ASSIGNED TASK
Set the pictures aside and write down, exactly as they appear, the lines from the one containing "Target: green plant" through the end of the material.

TASK INPUTS
--- START ---
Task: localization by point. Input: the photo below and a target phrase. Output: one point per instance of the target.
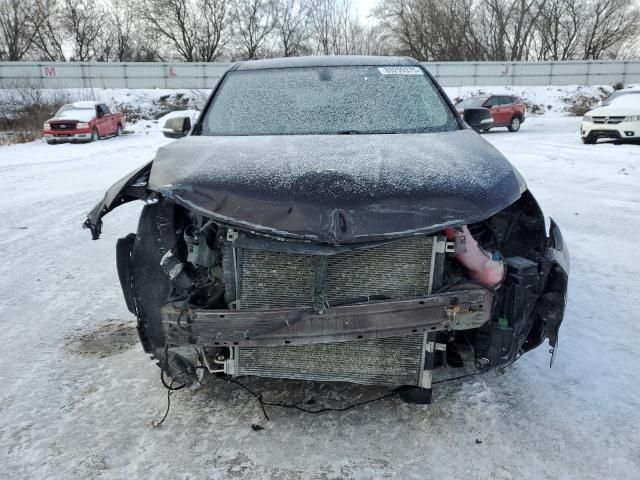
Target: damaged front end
(390, 310)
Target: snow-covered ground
(152, 103)
(78, 394)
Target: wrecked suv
(333, 219)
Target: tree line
(216, 30)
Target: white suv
(619, 119)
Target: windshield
(327, 100)
(70, 108)
(473, 102)
(615, 97)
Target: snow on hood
(83, 115)
(623, 105)
(338, 188)
(192, 114)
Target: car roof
(85, 104)
(325, 61)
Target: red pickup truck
(506, 110)
(83, 122)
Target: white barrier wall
(205, 75)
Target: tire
(415, 395)
(150, 286)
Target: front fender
(131, 187)
(552, 303)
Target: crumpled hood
(338, 188)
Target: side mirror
(177, 127)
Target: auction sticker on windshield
(400, 70)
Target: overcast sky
(363, 7)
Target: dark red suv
(506, 110)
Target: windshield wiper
(349, 132)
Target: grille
(608, 120)
(385, 361)
(63, 125)
(398, 269)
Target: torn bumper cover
(448, 311)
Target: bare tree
(16, 30)
(82, 20)
(432, 30)
(48, 37)
(609, 24)
(196, 29)
(558, 30)
(292, 27)
(509, 27)
(254, 21)
(121, 19)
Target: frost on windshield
(327, 100)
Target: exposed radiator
(386, 361)
(398, 269)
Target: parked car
(479, 118)
(334, 219)
(619, 93)
(177, 124)
(506, 110)
(83, 122)
(618, 120)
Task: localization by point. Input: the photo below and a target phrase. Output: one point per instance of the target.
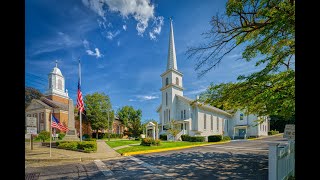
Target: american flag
(55, 123)
(80, 104)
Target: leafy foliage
(131, 119)
(265, 29)
(31, 93)
(98, 106)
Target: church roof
(172, 60)
(54, 104)
(190, 101)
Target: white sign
(289, 132)
(31, 130)
(31, 122)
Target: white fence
(281, 160)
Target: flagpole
(51, 131)
(80, 113)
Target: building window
(218, 123)
(59, 84)
(166, 99)
(205, 122)
(241, 116)
(50, 82)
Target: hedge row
(85, 146)
(186, 137)
(150, 142)
(163, 137)
(273, 132)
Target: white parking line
(103, 168)
(238, 148)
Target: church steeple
(172, 60)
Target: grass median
(114, 144)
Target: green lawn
(114, 144)
(164, 144)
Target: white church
(196, 119)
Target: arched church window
(59, 84)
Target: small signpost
(31, 123)
(289, 132)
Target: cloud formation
(96, 53)
(141, 10)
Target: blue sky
(123, 46)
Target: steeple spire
(172, 60)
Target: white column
(273, 161)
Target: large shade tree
(265, 29)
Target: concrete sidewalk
(42, 153)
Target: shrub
(146, 142)
(69, 145)
(43, 135)
(214, 138)
(226, 138)
(163, 137)
(196, 139)
(273, 132)
(61, 135)
(185, 137)
(156, 142)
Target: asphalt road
(234, 160)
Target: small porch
(240, 132)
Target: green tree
(29, 94)
(265, 29)
(132, 119)
(173, 129)
(97, 107)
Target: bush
(87, 146)
(196, 139)
(163, 137)
(61, 135)
(43, 135)
(146, 142)
(273, 132)
(226, 138)
(185, 137)
(156, 142)
(214, 138)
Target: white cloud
(95, 5)
(96, 53)
(85, 44)
(111, 35)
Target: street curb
(71, 159)
(170, 149)
(264, 137)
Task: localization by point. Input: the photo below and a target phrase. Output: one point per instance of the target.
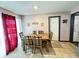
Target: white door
(76, 29)
(54, 27)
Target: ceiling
(26, 7)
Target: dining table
(44, 38)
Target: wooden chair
(37, 43)
(24, 41)
(40, 32)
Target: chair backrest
(51, 35)
(37, 41)
(21, 35)
(40, 32)
(34, 32)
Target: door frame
(59, 25)
(72, 26)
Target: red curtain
(10, 31)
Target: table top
(44, 36)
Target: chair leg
(41, 51)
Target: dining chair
(40, 32)
(28, 43)
(37, 44)
(50, 38)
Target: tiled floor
(59, 50)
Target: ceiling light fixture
(35, 7)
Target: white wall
(2, 37)
(44, 18)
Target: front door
(54, 27)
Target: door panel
(54, 27)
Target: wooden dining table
(44, 37)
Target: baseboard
(64, 41)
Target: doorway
(54, 27)
(74, 28)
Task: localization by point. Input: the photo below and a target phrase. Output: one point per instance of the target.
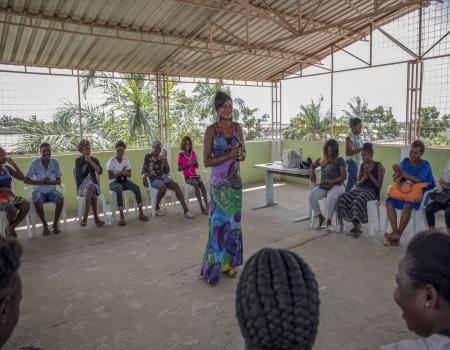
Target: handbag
(441, 197)
(407, 191)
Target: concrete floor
(137, 287)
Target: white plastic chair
(153, 194)
(373, 217)
(47, 204)
(125, 193)
(4, 220)
(417, 216)
(81, 201)
(324, 203)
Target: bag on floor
(441, 197)
(407, 191)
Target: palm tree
(358, 109)
(131, 105)
(63, 132)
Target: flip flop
(389, 243)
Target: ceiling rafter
(311, 17)
(270, 14)
(171, 39)
(336, 31)
(390, 9)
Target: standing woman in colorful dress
(223, 150)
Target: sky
(25, 95)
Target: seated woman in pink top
(188, 164)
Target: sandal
(357, 233)
(56, 230)
(232, 273)
(45, 231)
(10, 232)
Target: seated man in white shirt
(119, 173)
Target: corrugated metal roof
(260, 40)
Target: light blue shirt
(36, 171)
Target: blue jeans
(53, 196)
(352, 174)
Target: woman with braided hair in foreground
(277, 302)
(10, 286)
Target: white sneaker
(189, 215)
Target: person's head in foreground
(10, 286)
(224, 105)
(356, 125)
(423, 286)
(417, 150)
(277, 302)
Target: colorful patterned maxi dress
(224, 247)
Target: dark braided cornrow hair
(428, 254)
(10, 254)
(277, 302)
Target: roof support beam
(270, 14)
(312, 16)
(390, 37)
(181, 42)
(401, 5)
(118, 32)
(354, 56)
(342, 31)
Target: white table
(277, 168)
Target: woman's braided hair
(277, 302)
(10, 254)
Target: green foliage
(309, 124)
(433, 124)
(7, 121)
(378, 123)
(63, 132)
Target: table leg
(305, 218)
(269, 192)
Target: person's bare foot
(11, 232)
(392, 239)
(320, 223)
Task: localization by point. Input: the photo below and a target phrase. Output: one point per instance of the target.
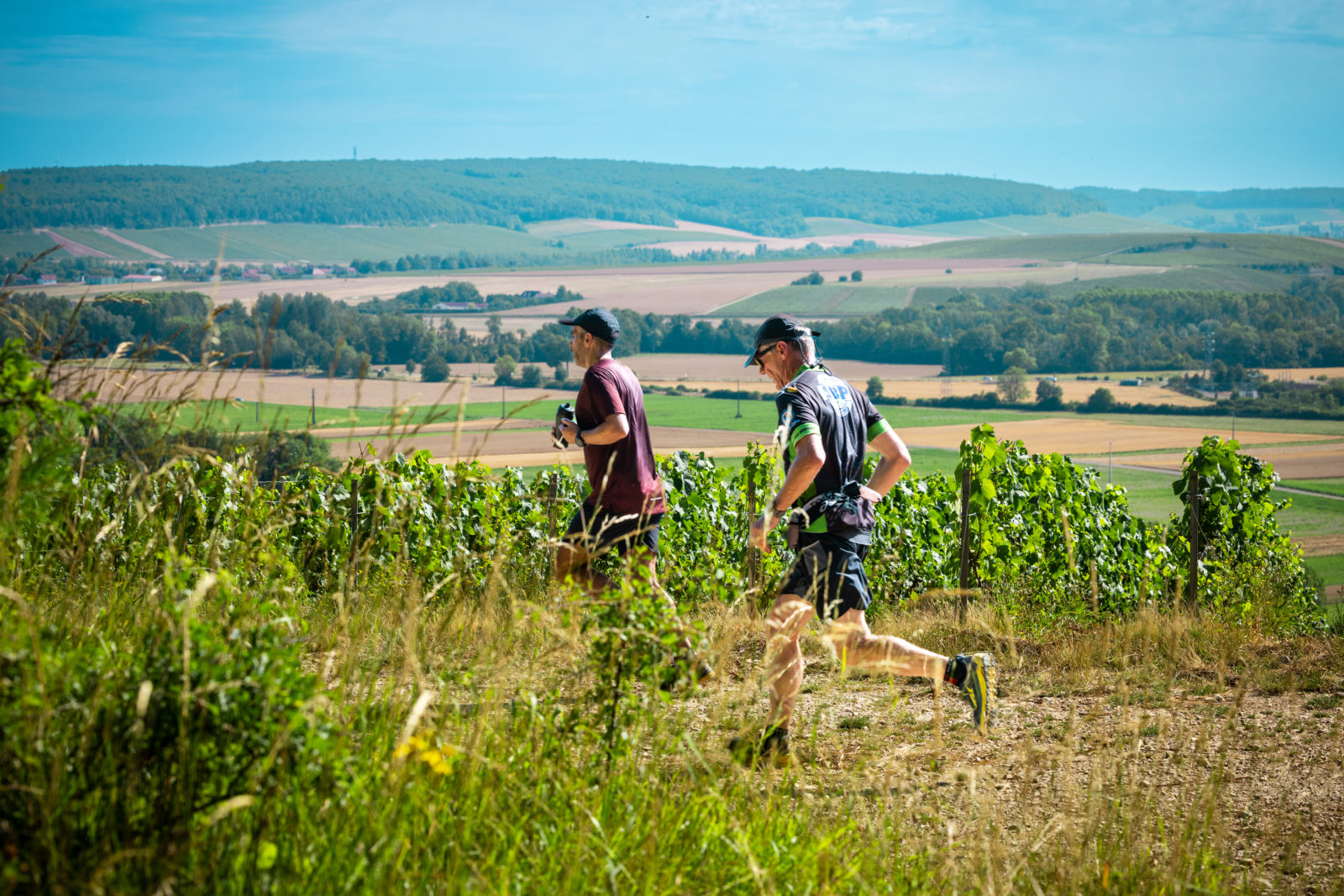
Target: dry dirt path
(140, 248)
(78, 250)
(1263, 765)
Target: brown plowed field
(1074, 390)
(1075, 436)
(78, 250)
(515, 448)
(690, 289)
(1290, 461)
(296, 389)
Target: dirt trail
(140, 248)
(1274, 761)
(78, 250)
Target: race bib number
(837, 391)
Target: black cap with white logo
(779, 327)
(598, 322)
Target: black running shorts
(828, 571)
(598, 531)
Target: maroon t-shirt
(622, 476)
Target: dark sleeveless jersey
(816, 401)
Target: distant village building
(460, 307)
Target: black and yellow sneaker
(769, 748)
(689, 676)
(974, 676)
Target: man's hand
(761, 528)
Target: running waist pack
(847, 515)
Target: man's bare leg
(784, 661)
(575, 562)
(857, 647)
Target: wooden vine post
(1193, 577)
(965, 546)
(553, 492)
(752, 548)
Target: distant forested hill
(508, 192)
(1135, 203)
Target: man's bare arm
(894, 463)
(613, 429)
(808, 458)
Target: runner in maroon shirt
(625, 501)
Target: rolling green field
(97, 241)
(27, 244)
(824, 300)
(1326, 486)
(1242, 249)
(1238, 280)
(1041, 224)
(1330, 567)
(597, 239)
(201, 244)
(832, 226)
(1186, 212)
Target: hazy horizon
(1200, 97)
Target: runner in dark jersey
(828, 425)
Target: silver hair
(808, 348)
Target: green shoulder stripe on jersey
(800, 430)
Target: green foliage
(1012, 385)
(1100, 402)
(174, 714)
(1238, 533)
(504, 367)
(434, 371)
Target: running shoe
(978, 688)
(769, 748)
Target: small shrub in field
(150, 731)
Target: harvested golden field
(296, 389)
(1085, 436)
(521, 446)
(717, 371)
(1290, 461)
(1149, 392)
(685, 289)
(1301, 374)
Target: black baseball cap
(779, 327)
(598, 322)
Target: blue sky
(1191, 96)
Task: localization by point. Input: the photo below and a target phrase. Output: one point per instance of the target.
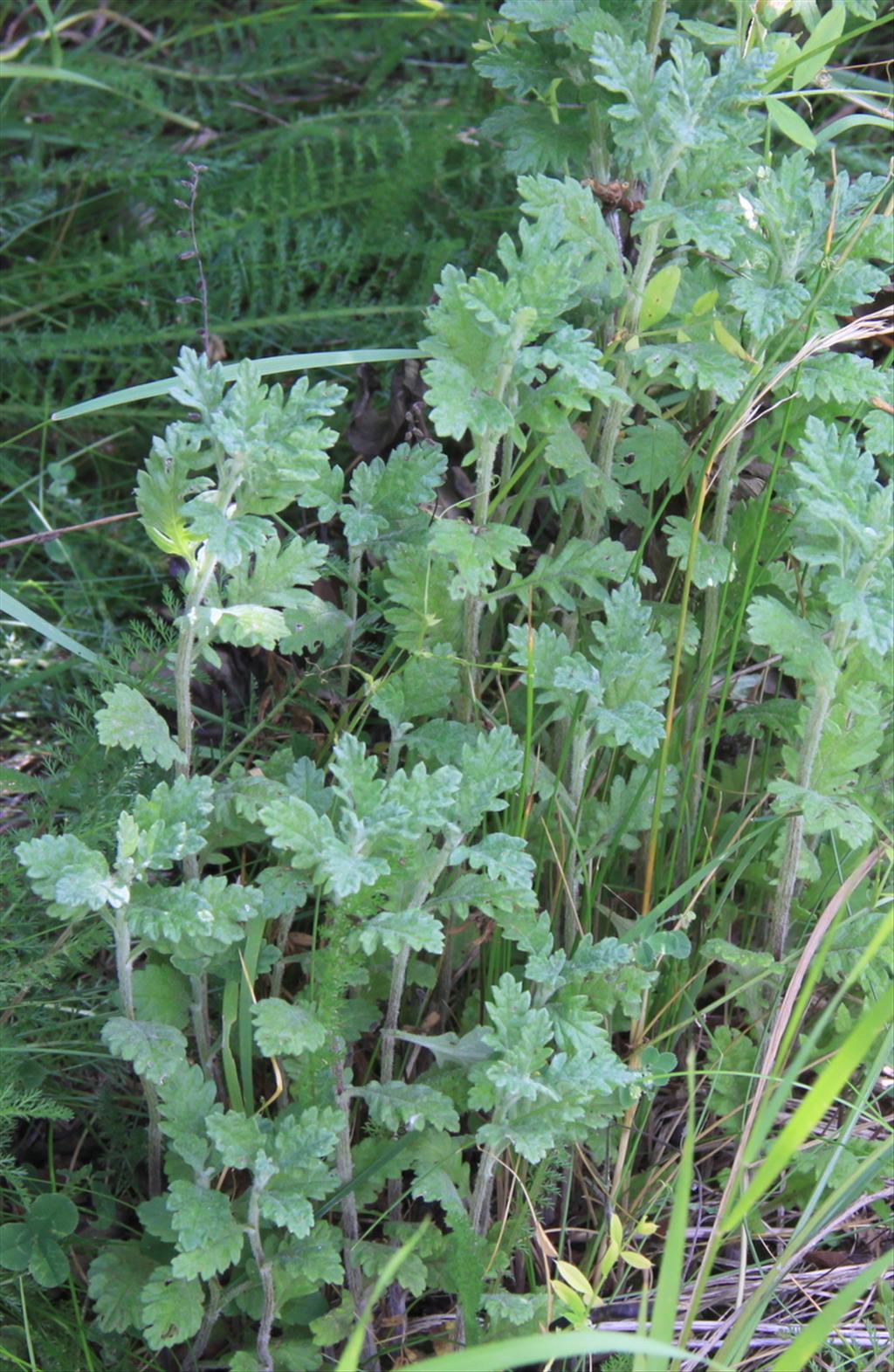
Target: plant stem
(577, 774)
(794, 831)
(485, 458)
(344, 1169)
(265, 1272)
(209, 1320)
(696, 713)
(125, 988)
(480, 1205)
(653, 31)
(351, 607)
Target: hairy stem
(209, 1320)
(350, 1220)
(265, 1272)
(577, 774)
(794, 831)
(480, 1206)
(485, 458)
(696, 713)
(125, 987)
(351, 607)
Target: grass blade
(819, 1100)
(268, 367)
(22, 615)
(670, 1272)
(815, 1334)
(546, 1348)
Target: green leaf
(713, 564)
(230, 538)
(115, 1282)
(247, 626)
(823, 812)
(411, 1103)
(31, 1244)
(70, 874)
(290, 1209)
(768, 307)
(490, 767)
(387, 497)
(237, 1138)
(421, 608)
(187, 1109)
(658, 297)
(312, 622)
(283, 1028)
(163, 485)
(127, 720)
(155, 1051)
(17, 1244)
(194, 920)
(161, 994)
(656, 454)
(168, 824)
(209, 1238)
(790, 122)
(394, 930)
(423, 687)
(271, 576)
(172, 1309)
(820, 47)
(705, 367)
(634, 670)
(476, 553)
(504, 857)
(801, 645)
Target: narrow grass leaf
(266, 367)
(543, 1348)
(790, 122)
(819, 1100)
(22, 615)
(670, 1271)
(815, 1334)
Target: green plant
(440, 947)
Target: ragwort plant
(545, 658)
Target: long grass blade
(22, 615)
(266, 365)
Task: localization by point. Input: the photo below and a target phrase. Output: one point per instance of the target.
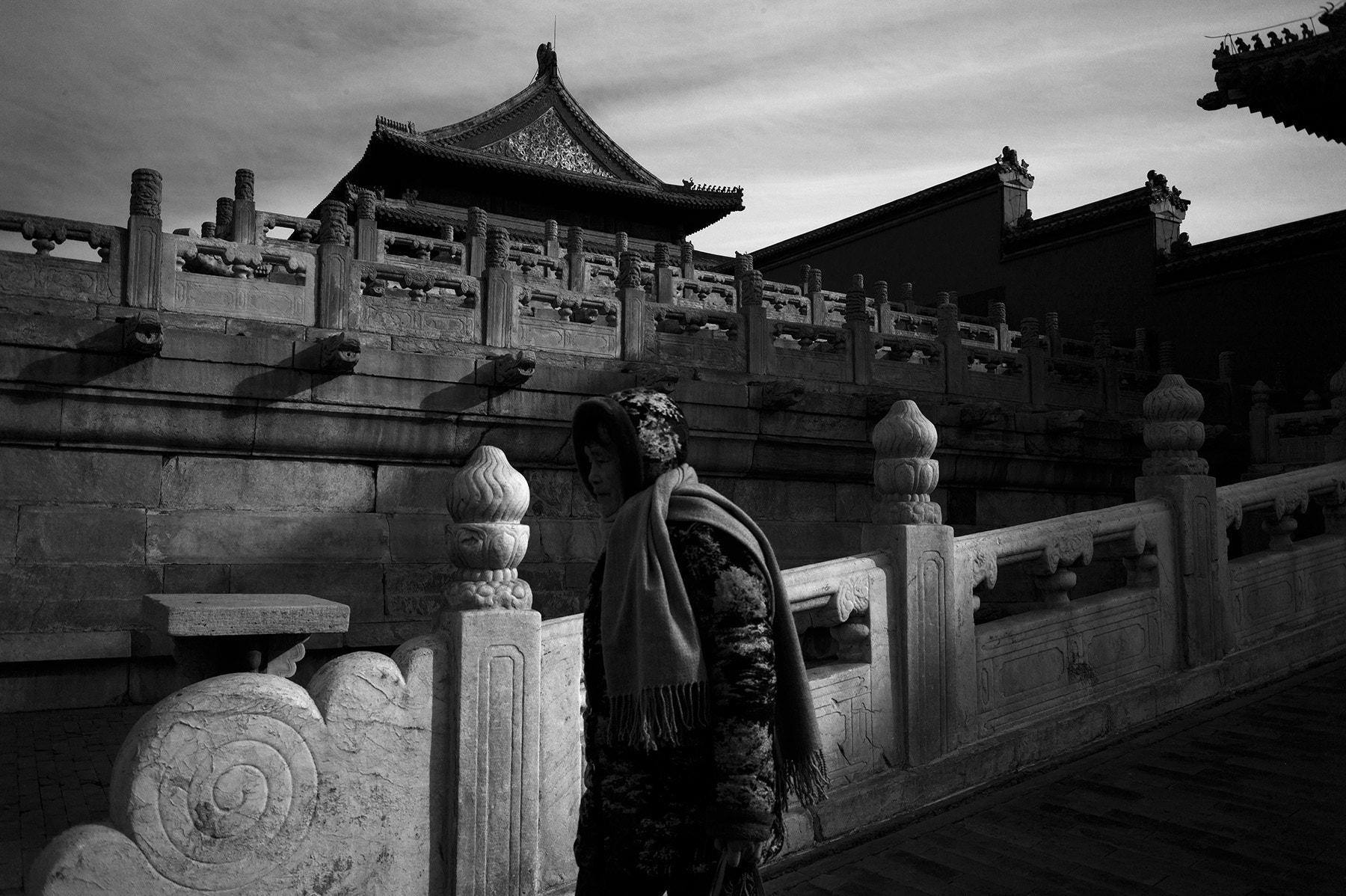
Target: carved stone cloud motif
(547, 141)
--- END ---
YOUR SOLUTION
Target: green plant
(440, 947)
Target: ragwort plant
(545, 658)
Target: long grass blade
(22, 615)
(266, 365)
Task: localization by point. Input: the photo below and a target phrase. Output: one point per instance of the target.
Target: carved stone cloud motif
(547, 141)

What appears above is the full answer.